Überarbeite im Bericht über den Tod der Kinder alles von "Behörden gehen von" bis hinunter zu "Gründen nicht äußern.". Gib diesen Abschnitt wieder und setze dabei "Ermittler" an die Stelle von "Kriminalisten".

____ Lesetext

Behörden gehen von Tötungsdelikt aus
Darin schreiben Polizei und Staatsanwaltschaft auch: "Nach bisherigen Erkenntnisstand ist davon auszugehen, dass keine Dritten involviert waren". Mit hoher Wahrscheinlichkeit sei der leblos aufgefundene Mann mit dem Tod der Kinder in Zusammenhang zu bringen. Die Behörden gehen derzeit davon aus, dass es sich um ein Tötungsdelikt handelt.
Kriminalisten hätten Spuren am Tatort gesichert. Zudem seien Anwohner befragt worden. Zum Tathergang und zu möglichen Motiv wollten sich die Behörden aus ermittlungstaktischen Gründen nicht äußern.
Großes Entsetzen in der Nachbarschaft
Das Blaulicht von Polizei und Notarzt hatte Anwohnerin Susanne L. am Sonntagabend mitbekommen. Als sie am Montag früh um fünf Uhr zur Arbeit geht, sieht sie die Bestatter vor dem Mehrfamilienhaus. "Ich arbeite in der Pflege und weiß: Drei Bestattungsfahrzeuge bedeuten wirklich Schlimmes", sagt sie. Seit sie von den toten Kindern weiß, habe sie viele Fragen: "Egal, welche Probleme Erwachsene haben, Kinder können doch nichts dafür." So eine Tat findet sie "erschreckend, gerade im Advent und vor Weihnachten", denn die leibliche Mutter der toten Kinder habe noch mehrere größere Kinder.
Dann geht sie weiter. In einer Nebenstraße parkt ein blaues Auto, zwei Kindersitze auf dem Rücksitz. Sie zeigt auf das Auto, das dem Toten gehöre und in der Nachbarschaft alle kannten, weil der Auspuff wohl manipuliert gewesen sei: Der Mann soll gegenüber Bekannten in letzter Zeit suizidale Gedanken geäußert haben. "Warum er sich dann keine Hilfe holt, verstehe ich nicht."

________
____ Erfasste Daten

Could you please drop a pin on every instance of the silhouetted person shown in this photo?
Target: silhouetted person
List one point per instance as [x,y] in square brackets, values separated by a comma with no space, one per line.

________

Lösung:
Behörden gehen von Tötungsdelikt aus
Darin schreiben Polizei und Staatsanwaltschaft auch: "Nach bisherigen Erkenntnisstand ist davon auszugehen, dass keine Dritten involviert waren". Mit hoher Wahrscheinlichkeit sei der leblos aufgefundene Mann mit dem Tod der Kinder in Zusammenhang zu bringen. Die Behörden gehen derzeit davon aus, dass es sich um ein Tötungsdelikt handelt.
Ermittler hätten Spuren am Tatort gesichert. Zudem seien Anwohner befragt worden. Zum Tathergang und zu möglichen Motiv wollten sich die Behörden aus ermittlungstaktischen Gründen nicht äußern.